» **ASSIGNMENT**
Among the entries below, which lines include the string "query"? Show each one.

» **RECORDS FOR THIS EXERCISE**

○ ○ ○ ○ ○ ○ ○

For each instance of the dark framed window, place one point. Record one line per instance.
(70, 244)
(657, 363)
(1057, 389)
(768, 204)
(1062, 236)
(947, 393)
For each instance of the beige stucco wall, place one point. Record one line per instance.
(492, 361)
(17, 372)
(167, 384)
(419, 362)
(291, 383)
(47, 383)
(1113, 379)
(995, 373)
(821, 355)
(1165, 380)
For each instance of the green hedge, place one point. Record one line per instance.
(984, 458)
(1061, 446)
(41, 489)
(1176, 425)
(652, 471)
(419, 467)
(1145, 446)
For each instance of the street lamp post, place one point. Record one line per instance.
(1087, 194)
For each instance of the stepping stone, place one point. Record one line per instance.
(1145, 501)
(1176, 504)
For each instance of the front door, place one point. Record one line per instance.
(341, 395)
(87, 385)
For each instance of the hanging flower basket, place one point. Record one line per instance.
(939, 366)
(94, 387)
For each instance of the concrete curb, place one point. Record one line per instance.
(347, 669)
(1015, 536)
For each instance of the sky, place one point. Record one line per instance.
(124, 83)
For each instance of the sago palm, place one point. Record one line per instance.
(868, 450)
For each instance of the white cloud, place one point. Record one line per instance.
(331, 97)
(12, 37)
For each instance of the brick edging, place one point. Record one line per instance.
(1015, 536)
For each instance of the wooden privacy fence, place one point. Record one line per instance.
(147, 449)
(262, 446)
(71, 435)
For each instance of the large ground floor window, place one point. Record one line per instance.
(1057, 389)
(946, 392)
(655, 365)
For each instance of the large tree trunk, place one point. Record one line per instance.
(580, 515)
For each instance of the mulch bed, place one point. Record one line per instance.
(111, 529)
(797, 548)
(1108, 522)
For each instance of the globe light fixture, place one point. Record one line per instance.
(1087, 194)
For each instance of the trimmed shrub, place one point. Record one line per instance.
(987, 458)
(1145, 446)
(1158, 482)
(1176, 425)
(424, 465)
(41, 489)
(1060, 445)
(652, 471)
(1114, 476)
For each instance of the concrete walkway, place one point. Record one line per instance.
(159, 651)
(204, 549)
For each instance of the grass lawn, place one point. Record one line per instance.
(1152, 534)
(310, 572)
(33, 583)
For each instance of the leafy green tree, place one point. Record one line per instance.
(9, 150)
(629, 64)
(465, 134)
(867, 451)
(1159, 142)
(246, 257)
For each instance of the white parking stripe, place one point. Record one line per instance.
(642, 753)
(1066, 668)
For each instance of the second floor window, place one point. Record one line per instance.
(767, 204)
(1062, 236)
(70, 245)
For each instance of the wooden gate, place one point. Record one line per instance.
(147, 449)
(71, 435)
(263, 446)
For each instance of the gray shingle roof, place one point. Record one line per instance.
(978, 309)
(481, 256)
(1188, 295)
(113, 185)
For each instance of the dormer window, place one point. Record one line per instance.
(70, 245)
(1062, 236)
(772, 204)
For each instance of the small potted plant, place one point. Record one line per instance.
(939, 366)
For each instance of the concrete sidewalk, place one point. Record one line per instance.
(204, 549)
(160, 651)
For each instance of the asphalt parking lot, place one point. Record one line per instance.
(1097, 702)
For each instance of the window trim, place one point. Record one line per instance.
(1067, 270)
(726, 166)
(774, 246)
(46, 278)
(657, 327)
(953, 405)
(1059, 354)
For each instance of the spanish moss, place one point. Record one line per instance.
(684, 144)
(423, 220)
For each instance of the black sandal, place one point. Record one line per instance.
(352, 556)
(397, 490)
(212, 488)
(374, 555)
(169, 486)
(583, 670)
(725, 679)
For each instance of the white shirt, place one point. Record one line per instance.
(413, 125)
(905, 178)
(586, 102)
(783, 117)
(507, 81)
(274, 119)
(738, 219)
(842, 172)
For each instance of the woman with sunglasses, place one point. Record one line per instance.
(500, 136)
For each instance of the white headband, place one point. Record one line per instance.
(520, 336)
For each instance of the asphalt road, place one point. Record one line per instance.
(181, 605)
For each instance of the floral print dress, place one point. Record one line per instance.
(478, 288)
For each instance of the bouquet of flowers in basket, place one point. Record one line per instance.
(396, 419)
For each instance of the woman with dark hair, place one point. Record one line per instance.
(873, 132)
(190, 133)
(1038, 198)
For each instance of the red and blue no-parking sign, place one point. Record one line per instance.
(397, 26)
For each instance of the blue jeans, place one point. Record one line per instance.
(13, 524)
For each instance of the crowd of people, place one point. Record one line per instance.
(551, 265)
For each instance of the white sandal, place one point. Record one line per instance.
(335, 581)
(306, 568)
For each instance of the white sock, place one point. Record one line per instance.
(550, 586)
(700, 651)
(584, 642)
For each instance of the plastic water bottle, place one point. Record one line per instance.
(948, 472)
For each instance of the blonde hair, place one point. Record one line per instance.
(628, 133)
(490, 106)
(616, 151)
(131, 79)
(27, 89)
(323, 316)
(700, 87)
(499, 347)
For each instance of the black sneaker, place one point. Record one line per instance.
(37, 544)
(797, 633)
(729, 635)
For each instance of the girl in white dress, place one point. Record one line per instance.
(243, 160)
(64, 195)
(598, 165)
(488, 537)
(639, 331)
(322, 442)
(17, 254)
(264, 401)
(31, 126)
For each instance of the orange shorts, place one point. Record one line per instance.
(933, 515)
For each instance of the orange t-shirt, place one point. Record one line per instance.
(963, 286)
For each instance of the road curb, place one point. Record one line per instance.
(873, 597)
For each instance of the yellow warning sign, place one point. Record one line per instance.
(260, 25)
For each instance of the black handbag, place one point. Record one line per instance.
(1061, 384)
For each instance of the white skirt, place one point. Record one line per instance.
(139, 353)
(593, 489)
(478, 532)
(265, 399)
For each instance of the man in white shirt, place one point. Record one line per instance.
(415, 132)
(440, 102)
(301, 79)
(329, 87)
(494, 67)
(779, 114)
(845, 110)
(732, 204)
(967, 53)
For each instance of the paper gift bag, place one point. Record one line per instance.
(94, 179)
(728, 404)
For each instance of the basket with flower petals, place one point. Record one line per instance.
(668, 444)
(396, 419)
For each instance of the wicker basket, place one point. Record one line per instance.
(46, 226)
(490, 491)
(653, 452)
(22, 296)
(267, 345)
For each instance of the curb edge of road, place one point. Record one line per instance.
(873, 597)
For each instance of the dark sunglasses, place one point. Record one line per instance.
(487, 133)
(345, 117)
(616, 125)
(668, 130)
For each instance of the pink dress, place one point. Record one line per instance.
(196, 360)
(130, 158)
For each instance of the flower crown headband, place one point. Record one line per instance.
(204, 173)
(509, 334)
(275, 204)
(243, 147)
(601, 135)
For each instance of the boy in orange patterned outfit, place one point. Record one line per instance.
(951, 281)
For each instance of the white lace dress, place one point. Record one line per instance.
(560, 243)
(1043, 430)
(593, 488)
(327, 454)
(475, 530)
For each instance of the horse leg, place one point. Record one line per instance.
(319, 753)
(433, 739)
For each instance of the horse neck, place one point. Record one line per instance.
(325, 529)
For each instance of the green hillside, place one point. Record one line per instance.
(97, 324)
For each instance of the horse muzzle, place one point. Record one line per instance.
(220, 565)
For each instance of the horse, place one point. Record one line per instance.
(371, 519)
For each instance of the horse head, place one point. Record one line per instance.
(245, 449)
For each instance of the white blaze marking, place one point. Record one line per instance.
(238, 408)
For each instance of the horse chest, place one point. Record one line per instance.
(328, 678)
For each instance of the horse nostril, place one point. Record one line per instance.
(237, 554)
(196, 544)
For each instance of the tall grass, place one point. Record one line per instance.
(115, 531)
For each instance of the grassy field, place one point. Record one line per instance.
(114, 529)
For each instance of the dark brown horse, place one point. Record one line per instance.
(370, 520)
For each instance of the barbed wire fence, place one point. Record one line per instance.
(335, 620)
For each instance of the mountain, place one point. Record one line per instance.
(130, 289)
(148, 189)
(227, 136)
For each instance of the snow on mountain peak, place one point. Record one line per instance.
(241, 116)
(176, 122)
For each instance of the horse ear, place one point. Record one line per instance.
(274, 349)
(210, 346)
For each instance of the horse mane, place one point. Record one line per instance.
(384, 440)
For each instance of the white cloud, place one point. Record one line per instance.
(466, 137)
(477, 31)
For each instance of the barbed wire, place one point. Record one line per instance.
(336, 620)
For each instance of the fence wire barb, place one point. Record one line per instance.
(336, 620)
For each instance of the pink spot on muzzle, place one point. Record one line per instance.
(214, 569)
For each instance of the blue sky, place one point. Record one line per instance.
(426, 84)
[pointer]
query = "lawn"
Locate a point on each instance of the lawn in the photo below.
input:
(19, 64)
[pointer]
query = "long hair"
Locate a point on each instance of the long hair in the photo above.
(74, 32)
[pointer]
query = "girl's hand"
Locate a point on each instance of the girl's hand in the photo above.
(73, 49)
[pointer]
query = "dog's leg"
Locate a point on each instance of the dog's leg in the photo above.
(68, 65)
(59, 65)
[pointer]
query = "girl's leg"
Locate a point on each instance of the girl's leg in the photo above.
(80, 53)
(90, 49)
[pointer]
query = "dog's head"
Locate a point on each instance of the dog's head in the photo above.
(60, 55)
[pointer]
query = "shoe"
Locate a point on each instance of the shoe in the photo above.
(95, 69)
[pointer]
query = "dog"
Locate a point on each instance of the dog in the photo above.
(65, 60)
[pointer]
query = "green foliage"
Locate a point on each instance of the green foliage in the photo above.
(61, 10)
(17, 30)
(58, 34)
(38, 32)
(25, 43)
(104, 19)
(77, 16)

○ ○ ○ ○ ○ ○ ○

» **RESPONSE**
query = "lawn"
query = "long hair"
query = "girl's hand"
query = "dog's leg"
query = "girl's leg"
query = "dog's head"
query = "shoe"
query = "dog"
query = "green foliage"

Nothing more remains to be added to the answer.